§ **ACTION ITEM**: Below is a listing to transcribe in full and exactly; keep the pictures out.
- Opening Delimiter -
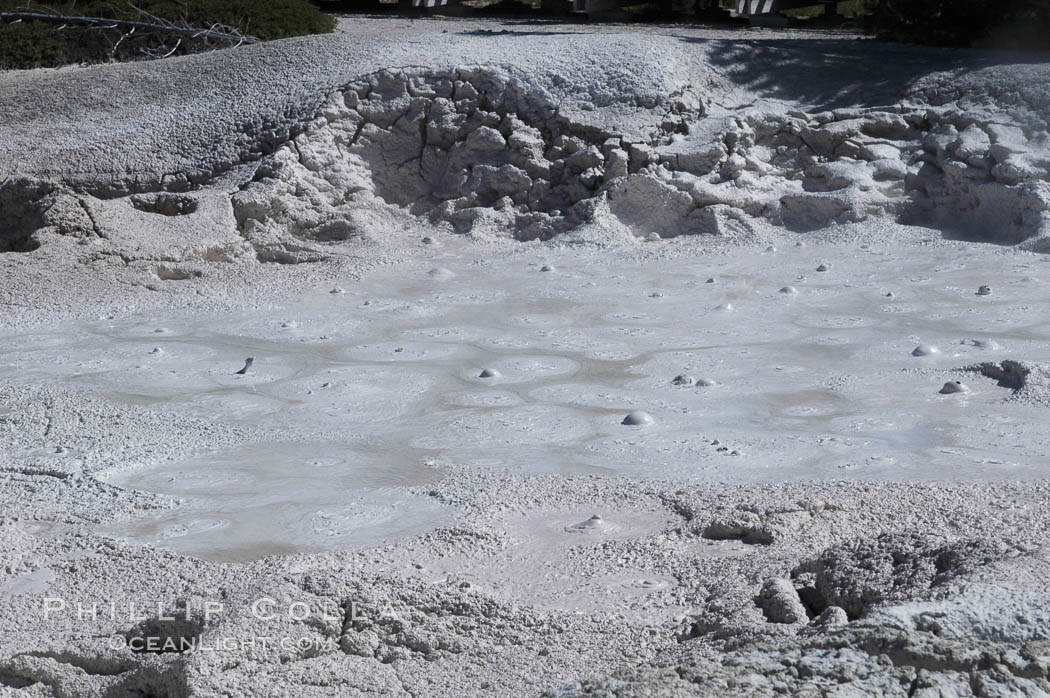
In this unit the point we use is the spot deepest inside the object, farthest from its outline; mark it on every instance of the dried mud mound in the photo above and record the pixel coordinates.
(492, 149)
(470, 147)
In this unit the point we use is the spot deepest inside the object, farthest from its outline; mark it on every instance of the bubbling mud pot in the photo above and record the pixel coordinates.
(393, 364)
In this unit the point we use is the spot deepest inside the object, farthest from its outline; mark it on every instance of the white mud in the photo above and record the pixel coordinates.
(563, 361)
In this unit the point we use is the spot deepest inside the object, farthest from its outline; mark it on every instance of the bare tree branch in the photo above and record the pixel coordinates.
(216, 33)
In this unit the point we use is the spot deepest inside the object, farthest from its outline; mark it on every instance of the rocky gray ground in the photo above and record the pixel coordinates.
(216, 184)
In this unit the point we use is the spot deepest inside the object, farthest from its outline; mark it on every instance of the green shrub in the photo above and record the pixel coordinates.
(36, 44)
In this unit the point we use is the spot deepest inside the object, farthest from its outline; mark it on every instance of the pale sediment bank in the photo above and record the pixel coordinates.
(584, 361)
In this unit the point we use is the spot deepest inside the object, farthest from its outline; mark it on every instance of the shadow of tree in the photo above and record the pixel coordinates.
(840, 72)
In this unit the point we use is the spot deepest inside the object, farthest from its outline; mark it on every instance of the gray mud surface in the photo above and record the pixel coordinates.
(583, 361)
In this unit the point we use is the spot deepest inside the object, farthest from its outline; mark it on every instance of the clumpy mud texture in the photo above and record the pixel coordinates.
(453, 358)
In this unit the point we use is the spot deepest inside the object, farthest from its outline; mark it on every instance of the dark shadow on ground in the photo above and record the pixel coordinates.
- Closing Delimiter -
§ **RESULT BELOW**:
In this unit the point we use is the spot deepest inside the object, farthest from its outline; mark it on every instance of the dried mud mound in the photo above and record the pixel coordinates.
(492, 149)
(470, 147)
In this unit the point we use is the spot deepest inside the object, farthest from its outline; mark it on every instance of the bubbling mud pot in the photo above and record the pixel coordinates.
(393, 364)
In this unit the point we use is the spot deepest inside the object, farthest from its outline; mark it on every instance of the white mud in the photo above and record the pixel coordinates.
(563, 361)
In this unit the point we use is the spot deepest inside the object, farthest from its outline; mark it on every instance of the bare tree branch in the photo above and record the pixel coordinates.
(216, 33)
In this unit the point we use is the spot deepest inside the object, farthest from its outline; mark it on every instance of the rocky gray ground in the photo above and record the pixel coordinates.
(216, 184)
In this unit the point we use is the spot deepest inside the object, farthest from its outline; mark it on every instance of the green shrub in the photo above and record the pixel coordinates.
(36, 44)
In this unit the point we use is the spot deepest inside the object, farthest from its outline; mark it on every instance of the pale sediment bank in the photo above and record the pixel coordinates.
(584, 361)
In this unit the point we use is the spot deepest inside the object, farthest from its outline; mark it on every instance of the shadow of tree in the photo above and record the pixel coordinates.
(840, 72)
In this unit the point we use is the spot deepest inside the object, farthest from its outline; mark it on every instance of the gray mud surface in the photo above and record the pixel coordinates.
(583, 361)
In this unit the point we use is the spot deepest inside the object, farthest from its outline; mark it on every instance of the clumpy mud texture in the photo above and record the pixel coordinates.
(453, 358)
In this unit the point we use is the spot deepest inside the object, farthest from its outline; mark it on every instance of the dark shadow on ground in the photo above and record the pixel coordinates.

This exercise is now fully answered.